Document passage >>
## Begin

The Pakistan Penal Code (; ),  abbreviated as  PPC, is a penal code for all offences charged in Pakistan. It was originally prepared by Lord Macaulay with a great consultation in 1860 on the behalf of the Government of India as the Indian Penal Code. After the independence in 1947, Pakistan inherited the same code and subsequently after several amendments by different governments, in Pakistan it is now a mixture of Islamic and English Law. Presently, the Pakistan Penal Code is still in effect and can be amended by the Parliament of Pakistan.

History 
The draft of the (British) Indian Penal Code was prepared by the First Law Commission and it was chaired by Lord Macaulay. Its basis is the law of England freed from superfluities, technicalities and local peculiarities. Suggestions were also derived from the French Penal Code and from Livingstone's Code of Louisiana. The draft underwent a very careful revision at the hands of Sir Barnes Peacock, Chief Justice, and puisne Judges of the Calcutta Supreme Court who were members of the Legislative Council, and it was passed into law in 1860. Macaulay did not survive to see the Penal Code's enactment.

Though it is principally the work of a man who had hardly held a brief, and whose time was devoted to politics and literature, it was universally acknowledged to be a monument of codification and an everlasting memorial to the high juristic attainments of its distinguished author. For example, even cyber crimes can be punished under the code.

## End

Stated goal A >> Copy exactly the part of the records below that opens with the line containing "[indicate] the smiling" and continues through the end of the records.

Input >>
## Begin

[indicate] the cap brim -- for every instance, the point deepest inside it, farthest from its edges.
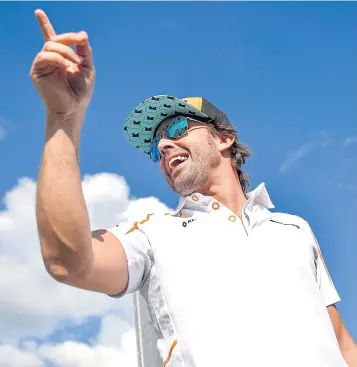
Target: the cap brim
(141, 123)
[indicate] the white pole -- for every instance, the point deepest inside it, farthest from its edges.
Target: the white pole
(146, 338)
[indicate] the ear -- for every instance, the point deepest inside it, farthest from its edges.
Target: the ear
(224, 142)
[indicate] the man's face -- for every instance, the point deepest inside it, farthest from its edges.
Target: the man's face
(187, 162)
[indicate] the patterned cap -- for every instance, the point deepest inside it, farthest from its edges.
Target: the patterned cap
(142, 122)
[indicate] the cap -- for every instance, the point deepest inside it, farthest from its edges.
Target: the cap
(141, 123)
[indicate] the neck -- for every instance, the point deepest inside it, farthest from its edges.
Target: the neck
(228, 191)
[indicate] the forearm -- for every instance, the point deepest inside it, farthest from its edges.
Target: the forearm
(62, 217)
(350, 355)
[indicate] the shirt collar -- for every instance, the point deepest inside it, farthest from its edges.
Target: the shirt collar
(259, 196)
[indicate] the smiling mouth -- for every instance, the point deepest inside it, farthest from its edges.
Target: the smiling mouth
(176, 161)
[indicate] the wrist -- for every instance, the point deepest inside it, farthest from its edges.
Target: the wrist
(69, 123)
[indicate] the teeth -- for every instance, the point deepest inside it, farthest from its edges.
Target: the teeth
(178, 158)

## End

Stated goal B >> Repeat verbatim the part of the passage on the Pakistan Penal Code that opens with the words containing "Though it is" and closes with "under the code.".

Correct response A >>
[indicate] the smiling mouth -- for every instance, the point deepest inside it, farthest from its edges.
Target: the smiling mouth
(176, 161)
[indicate] the wrist -- for every instance, the point deepest inside it, farthest from its edges.
Target: the wrist
(69, 123)
[indicate] the teeth -- for every instance, the point deepest inside it, farthest from its edges.
Target: the teeth
(178, 158)

Correct response B >>
Though it is principally the work of a man who had hardly held a brief, and whose time was devoted to politics and literature, it was universally acknowledged to be a monument of codification and an everlasting memorial to the high juristic attainments of its distinguished author. For example, even cyber crimes can be punished under the code.